Source passage ::
####
Tech firms refocus to address Stage 3
A new group of innovators are entering the final phase of the federal electronic health-record program as its focus shifts away from implementation and toward quality outcomes and patient-centered data exchange.
Stage 3 meaningful-use rules—which outline what providers need to do to get incentive payments for EHR adoption and how developers can ensure their systems are certified for the program—further emphasize tools to help with clinical decisionmaking, increase electronic communication between physicians and patients, and incorporate patient-generated data into the EHR.
They also aim to promote greater interoperability among EHR plat- forms, whether data are being shared among providers, between providers and their patients, or with public health agencies.
That call is being answered not only by traditional EHR companies, but also by a number of digital-health hopefuls. Allscripts was on hand at the recent Health 2.0 conference promoting a program that invites outside programmers to create apps that can integrate with its EHR. While some of those applications deal with practice management issues such as scheduling and billing, others focus on patient engagement, or how to transfer data from testing devices directly into a patient’s record.
The thrust of the meaningful-use rules has been documentation, or how doctors record information about their patients, said Stanley Crane, Allscripts chief innovation officer. But the company wants to be a “platform for innovation,” he said.
“The brilliance of Apple is not that they created the (iPhone) technology,” he said. Rather, the iPhone created the platform for developers to design mobile apps that create a customized experience for each iPhone user.
The focus on patient-generated data in Stage 3 is good for companies such as Validic, which aims to provide a platform from which its clients can access information from dozens of digital health apps, from wearable pedometers such as Fitbit to a blood pressure monitors like Omron’s.
Validic has partnered with EHR vendors Cerner Corp. and Meditech, which integrate the data directly into EHR platforms. The company’s health system clients such as Sutter Health and UPMC similarly flow data into their Epic EHR systems, said Validic’s co-founder and chief technology officer, Drew Schiller.
But the future is not only in data aggregation, tech innovators say, but in platforms that can read that data and alert a clinician when a patient may need an early intervention.
“What we’re talking about is this new era of cognitive computing,” said Dr. Kyu Rhee, chief health officer at IBM.
IBM Watson Health is working to create a platform that can take the unstructured data that physicians enter into an EHR and use it, for example, to offer a differential diagnosis. Its latest software application, the Watson Care Manager, can collect data from wearable and remote monitoring devices, and identify warning signs before a patient becomes acutely ill.
That level of automated feedback may be the missing link to explaining why EHR use by itself has not been linked to improved quality outcomes, Rhee noted.
“This fits completely (into) this whole concept of interoperability,” he said. “It’s about ‘how do you translate big data into big insights?’ ”
Still, the CMS wants to make it easier for providers to adhere to Stage 3 of meaningful use. Only a single patient per payment year has to electronically view, download or transfer their health information to meet requirements.
####
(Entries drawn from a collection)

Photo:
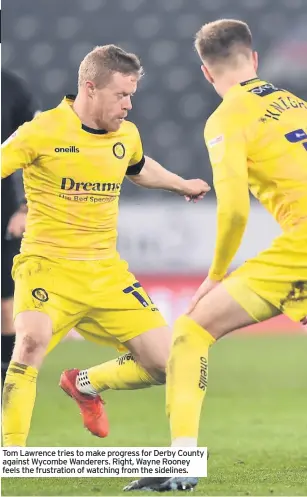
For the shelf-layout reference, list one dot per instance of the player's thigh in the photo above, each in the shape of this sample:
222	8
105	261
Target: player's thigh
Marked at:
219	313
7	326
33	334
9	249
44	287
279	274
124	313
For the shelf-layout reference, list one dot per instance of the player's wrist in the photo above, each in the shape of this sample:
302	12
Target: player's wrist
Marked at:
23	208
180	186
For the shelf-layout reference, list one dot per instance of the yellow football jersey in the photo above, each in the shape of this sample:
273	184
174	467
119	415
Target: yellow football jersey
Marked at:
72	177
257	141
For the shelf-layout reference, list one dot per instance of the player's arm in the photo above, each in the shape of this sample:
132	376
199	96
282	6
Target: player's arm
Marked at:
228	156
148	173
19	150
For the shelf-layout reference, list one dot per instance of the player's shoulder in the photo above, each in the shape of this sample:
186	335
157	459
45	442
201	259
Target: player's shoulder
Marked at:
45	119
129	128
217	121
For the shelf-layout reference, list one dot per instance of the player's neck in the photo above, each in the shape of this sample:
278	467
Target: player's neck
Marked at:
232	79
83	111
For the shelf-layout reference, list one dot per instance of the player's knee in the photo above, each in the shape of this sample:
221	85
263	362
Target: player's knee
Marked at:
32	338
157	369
####
Tasks for this exercise ::
A. Please set down, word for word, the part of the Stage 3 article that opens with the words containing "The focus on" and closes with "officer, Drew Schiller.".
B. According to the Stage 3 article, how many patients per payment year must electronically view, download or transfer their health information to meet requirements?

Answers ::
A.
The focus on patient-generated data in Stage 3 is good for companies such as Validic, which aims to provide a platform from which its clients can access information from dozens of digital health apps, from wearable pedometers such as Fitbit to a blood pressure monitors like Omron’s.
Validic has partnered with EHR vendors Cerner Corp. and Meditech, which integrate the data directly into EHR platforms. The company’s health system clients such as Sutter Health and UPMC similarly flow data into their Epic EHR systems, said Validic’s co-founder and chief technology officer, Drew Schiller.

B. Only a single patient per payment year.